## Objective
Extract the complete listing and repeat it word for word.
===== Data listing =====
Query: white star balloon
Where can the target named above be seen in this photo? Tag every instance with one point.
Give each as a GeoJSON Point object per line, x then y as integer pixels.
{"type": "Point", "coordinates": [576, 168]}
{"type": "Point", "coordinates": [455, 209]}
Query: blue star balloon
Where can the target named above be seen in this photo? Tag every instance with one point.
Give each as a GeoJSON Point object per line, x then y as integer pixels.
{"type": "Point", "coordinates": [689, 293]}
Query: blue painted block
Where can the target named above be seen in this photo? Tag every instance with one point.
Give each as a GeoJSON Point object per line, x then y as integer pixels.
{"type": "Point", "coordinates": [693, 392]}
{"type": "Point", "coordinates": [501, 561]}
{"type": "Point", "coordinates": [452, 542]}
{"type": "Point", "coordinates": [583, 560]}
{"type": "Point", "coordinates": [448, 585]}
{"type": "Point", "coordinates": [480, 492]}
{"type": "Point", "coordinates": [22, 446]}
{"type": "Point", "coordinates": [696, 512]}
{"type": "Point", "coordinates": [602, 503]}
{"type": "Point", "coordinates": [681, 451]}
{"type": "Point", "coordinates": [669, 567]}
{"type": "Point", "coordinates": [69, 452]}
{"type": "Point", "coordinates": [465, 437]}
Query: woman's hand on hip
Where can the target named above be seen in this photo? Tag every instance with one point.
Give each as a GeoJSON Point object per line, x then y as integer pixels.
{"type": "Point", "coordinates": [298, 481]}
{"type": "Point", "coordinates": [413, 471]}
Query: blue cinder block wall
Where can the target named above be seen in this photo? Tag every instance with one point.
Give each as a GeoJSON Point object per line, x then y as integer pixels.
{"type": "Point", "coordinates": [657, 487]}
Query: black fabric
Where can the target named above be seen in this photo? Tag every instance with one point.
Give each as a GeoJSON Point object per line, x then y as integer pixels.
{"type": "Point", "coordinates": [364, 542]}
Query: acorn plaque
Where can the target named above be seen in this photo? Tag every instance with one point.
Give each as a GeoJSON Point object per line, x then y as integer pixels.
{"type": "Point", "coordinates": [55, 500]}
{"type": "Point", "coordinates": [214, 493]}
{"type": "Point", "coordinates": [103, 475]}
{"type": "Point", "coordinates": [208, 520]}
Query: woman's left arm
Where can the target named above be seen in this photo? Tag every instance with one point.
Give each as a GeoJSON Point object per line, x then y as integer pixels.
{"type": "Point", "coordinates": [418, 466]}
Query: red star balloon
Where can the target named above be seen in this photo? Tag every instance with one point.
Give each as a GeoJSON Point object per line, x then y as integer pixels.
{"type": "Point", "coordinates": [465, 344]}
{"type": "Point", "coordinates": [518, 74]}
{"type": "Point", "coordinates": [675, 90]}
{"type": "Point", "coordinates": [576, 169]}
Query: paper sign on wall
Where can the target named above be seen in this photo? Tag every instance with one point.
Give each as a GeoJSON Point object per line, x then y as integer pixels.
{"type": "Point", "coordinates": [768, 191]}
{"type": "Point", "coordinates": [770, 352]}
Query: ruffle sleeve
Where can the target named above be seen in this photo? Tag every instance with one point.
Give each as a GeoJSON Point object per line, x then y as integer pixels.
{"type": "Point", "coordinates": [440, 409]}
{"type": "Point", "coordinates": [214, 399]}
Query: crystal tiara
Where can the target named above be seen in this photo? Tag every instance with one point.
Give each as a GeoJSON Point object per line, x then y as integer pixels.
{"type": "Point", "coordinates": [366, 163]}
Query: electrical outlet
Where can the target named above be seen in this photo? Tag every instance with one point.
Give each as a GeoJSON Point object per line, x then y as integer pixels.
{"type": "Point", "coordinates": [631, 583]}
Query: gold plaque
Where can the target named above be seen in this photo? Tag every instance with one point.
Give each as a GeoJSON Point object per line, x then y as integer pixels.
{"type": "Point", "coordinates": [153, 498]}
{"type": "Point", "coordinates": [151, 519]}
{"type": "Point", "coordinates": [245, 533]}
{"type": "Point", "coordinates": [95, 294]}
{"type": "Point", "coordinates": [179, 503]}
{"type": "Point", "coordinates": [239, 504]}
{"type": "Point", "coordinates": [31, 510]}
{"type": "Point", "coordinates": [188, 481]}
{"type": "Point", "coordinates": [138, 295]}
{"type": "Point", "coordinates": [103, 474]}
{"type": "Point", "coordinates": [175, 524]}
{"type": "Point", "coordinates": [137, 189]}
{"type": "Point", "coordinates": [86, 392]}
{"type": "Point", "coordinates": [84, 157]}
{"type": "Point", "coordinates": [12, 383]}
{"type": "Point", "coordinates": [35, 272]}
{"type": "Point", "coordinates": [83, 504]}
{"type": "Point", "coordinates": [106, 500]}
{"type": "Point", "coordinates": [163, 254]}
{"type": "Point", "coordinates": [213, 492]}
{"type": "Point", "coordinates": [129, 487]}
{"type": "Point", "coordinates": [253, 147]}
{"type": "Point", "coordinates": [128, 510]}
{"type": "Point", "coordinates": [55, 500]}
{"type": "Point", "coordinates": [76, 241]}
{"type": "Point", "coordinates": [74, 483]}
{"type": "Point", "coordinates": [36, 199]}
=====
## Full output
Query: white star balloon
Where can the target named above be seen in this photo? Tag every instance with one point.
Give each as a GeoJSON Point object per line, x then y as integer pixels.
{"type": "Point", "coordinates": [576, 168]}
{"type": "Point", "coordinates": [455, 209]}
Query: blue star balloon
Where can the target named above be seen in this photo? Tag every instance with one point.
Give each as a GeoJSON Point object per line, x then y as integer pixels.
{"type": "Point", "coordinates": [689, 293]}
Query: blue painted block
Where can the target named above be seen in this photo? Tag every instance with one point.
Give each as a GeoJSON Point object per line, x then y as integer pixels.
{"type": "Point", "coordinates": [693, 392]}
{"type": "Point", "coordinates": [501, 561]}
{"type": "Point", "coordinates": [452, 542]}
{"type": "Point", "coordinates": [583, 560]}
{"type": "Point", "coordinates": [448, 585]}
{"type": "Point", "coordinates": [480, 492]}
{"type": "Point", "coordinates": [22, 446]}
{"type": "Point", "coordinates": [696, 512]}
{"type": "Point", "coordinates": [602, 503]}
{"type": "Point", "coordinates": [681, 451]}
{"type": "Point", "coordinates": [669, 567]}
{"type": "Point", "coordinates": [69, 452]}
{"type": "Point", "coordinates": [465, 437]}
Query: woman's hand on hip
Where can the target named above be seen in this photo? Tag every instance with one point.
Give each as a GeoJSON Point object per line, x then y as integer pixels.
{"type": "Point", "coordinates": [298, 481]}
{"type": "Point", "coordinates": [413, 471]}
Query: blue cinder block wall
Where can the target named above be seen in this photo? Tag every instance with one point.
Give each as a GeoJSON Point object per line, x then y as integer pixels.
{"type": "Point", "coordinates": [657, 487]}
Query: black fabric
Where can the target named above be seen in this photo? Tag every instance with one point.
Give each as a GeoJSON Point object per line, x then y as integer pixels.
{"type": "Point", "coordinates": [364, 542]}
Query: acorn plaque
Where can the target named above be seen in this photo? Tag every instance with one point.
Give each as a GeoJSON Point object per line, x then y as integer pixels.
{"type": "Point", "coordinates": [55, 500]}
{"type": "Point", "coordinates": [214, 493]}
{"type": "Point", "coordinates": [103, 475]}
{"type": "Point", "coordinates": [208, 520]}
Query: woman's left arm
Where can the target named above be seen in this photo? Tag every instance with one point.
Give each as a GeoJSON Point object per line, x then y as integer pixels.
{"type": "Point", "coordinates": [418, 466]}
Query: red star balloon
Where can the target named above be seen in this photo? Tag every instance with one point.
Give each as a GeoJSON Point object per line, x then y as integer pixels.
{"type": "Point", "coordinates": [465, 344]}
{"type": "Point", "coordinates": [518, 74]}
{"type": "Point", "coordinates": [675, 90]}
{"type": "Point", "coordinates": [576, 169]}
Query: paper sign on wall
Where can the target named above be seen in this photo? Tag every instance with one point.
Give each as a GeoJSON Point object per line, x then y as integer pixels.
{"type": "Point", "coordinates": [768, 191]}
{"type": "Point", "coordinates": [770, 352]}
Query: ruffle sleeve
Where can the target named above be seen in this photo? Tag every instance with one point.
Give each as a GeoJSON Point object per line, x then y as integer pixels.
{"type": "Point", "coordinates": [440, 409]}
{"type": "Point", "coordinates": [214, 399]}
Query: crystal tiara
Where can the target named above be seen in this photo? Tag every instance with one point.
Give each as a GeoJSON Point object per line, x then y as integer pixels.
{"type": "Point", "coordinates": [366, 163]}
Query: electrical outlet
Where can the target named above be seen in this photo? Tag every instance with one point.
Give each as a GeoJSON Point object per line, x then y as integer pixels.
{"type": "Point", "coordinates": [631, 583]}
Query: gold plaque
Where can the target named above be seen in this photo? Tag every instance with one point.
Give each as a GeoJSON Point object per line, x then y as integer pixels.
{"type": "Point", "coordinates": [153, 498]}
{"type": "Point", "coordinates": [151, 519]}
{"type": "Point", "coordinates": [245, 533]}
{"type": "Point", "coordinates": [95, 294]}
{"type": "Point", "coordinates": [179, 503]}
{"type": "Point", "coordinates": [239, 504]}
{"type": "Point", "coordinates": [31, 510]}
{"type": "Point", "coordinates": [188, 481]}
{"type": "Point", "coordinates": [138, 295]}
{"type": "Point", "coordinates": [103, 474]}
{"type": "Point", "coordinates": [175, 524]}
{"type": "Point", "coordinates": [137, 189]}
{"type": "Point", "coordinates": [86, 392]}
{"type": "Point", "coordinates": [84, 157]}
{"type": "Point", "coordinates": [12, 383]}
{"type": "Point", "coordinates": [35, 272]}
{"type": "Point", "coordinates": [83, 504]}
{"type": "Point", "coordinates": [106, 500]}
{"type": "Point", "coordinates": [163, 254]}
{"type": "Point", "coordinates": [213, 492]}
{"type": "Point", "coordinates": [129, 487]}
{"type": "Point", "coordinates": [253, 147]}
{"type": "Point", "coordinates": [128, 510]}
{"type": "Point", "coordinates": [55, 500]}
{"type": "Point", "coordinates": [76, 241]}
{"type": "Point", "coordinates": [74, 483]}
{"type": "Point", "coordinates": [36, 199]}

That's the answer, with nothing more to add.